▶ **The exercise**: Transcribe all of the material exactly. Any picture in it should be left out.

▶ **Provided material**:
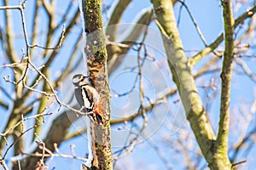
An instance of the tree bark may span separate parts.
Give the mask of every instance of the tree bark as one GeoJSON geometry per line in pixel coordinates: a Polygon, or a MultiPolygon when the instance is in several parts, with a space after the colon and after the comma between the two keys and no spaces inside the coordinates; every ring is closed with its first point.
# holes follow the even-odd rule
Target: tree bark
{"type": "Polygon", "coordinates": [[[107,69],[107,49],[101,0],[83,0],[85,24],[85,54],[89,75],[100,94],[99,113],[102,124],[91,123],[93,162],[91,169],[112,169],[110,139],[110,91],[107,69]]]}

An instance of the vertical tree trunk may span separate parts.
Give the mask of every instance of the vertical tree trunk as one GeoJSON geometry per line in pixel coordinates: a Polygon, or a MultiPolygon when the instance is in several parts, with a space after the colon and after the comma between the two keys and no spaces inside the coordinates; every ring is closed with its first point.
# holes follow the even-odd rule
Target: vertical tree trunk
{"type": "Polygon", "coordinates": [[[93,163],[92,169],[112,169],[110,140],[110,92],[107,70],[107,50],[105,45],[101,0],[83,0],[85,24],[85,54],[89,74],[100,94],[99,112],[103,124],[91,125],[93,163]]]}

▶ **Problem solution**:
An instance of the tree bark may span separate parts.
Give the mask of every instance of the tree bark as one GeoJSON geometry per line in pixel coordinates: a Polygon, or a MultiPolygon when the instance is in several parts, with a space after the colon and after the comma between the two keys and no spaces inside the coordinates; every ring is closed with its first point.
# holes follow the even-odd rule
Target: tree bark
{"type": "Polygon", "coordinates": [[[107,69],[107,49],[101,0],[83,0],[85,24],[85,54],[89,75],[100,94],[99,113],[102,124],[91,123],[93,162],[91,169],[112,169],[110,139],[110,91],[107,69]]]}

An instance of the vertical tree trunk may span separate parts.
Give the mask of every instance of the vertical tree trunk as one GeoJSON geometry per line in pixel coordinates: a Polygon, or a MultiPolygon when the instance is in several parts, with a space after the colon and after the comma between the two keys and no spaces inside the coordinates; every ring is closed with its first point.
# holes follow the even-odd rule
Target: vertical tree trunk
{"type": "Polygon", "coordinates": [[[93,163],[92,169],[112,169],[110,140],[110,92],[107,70],[107,50],[105,45],[101,0],[83,0],[85,24],[85,54],[89,74],[100,94],[99,112],[103,124],[91,125],[93,163]]]}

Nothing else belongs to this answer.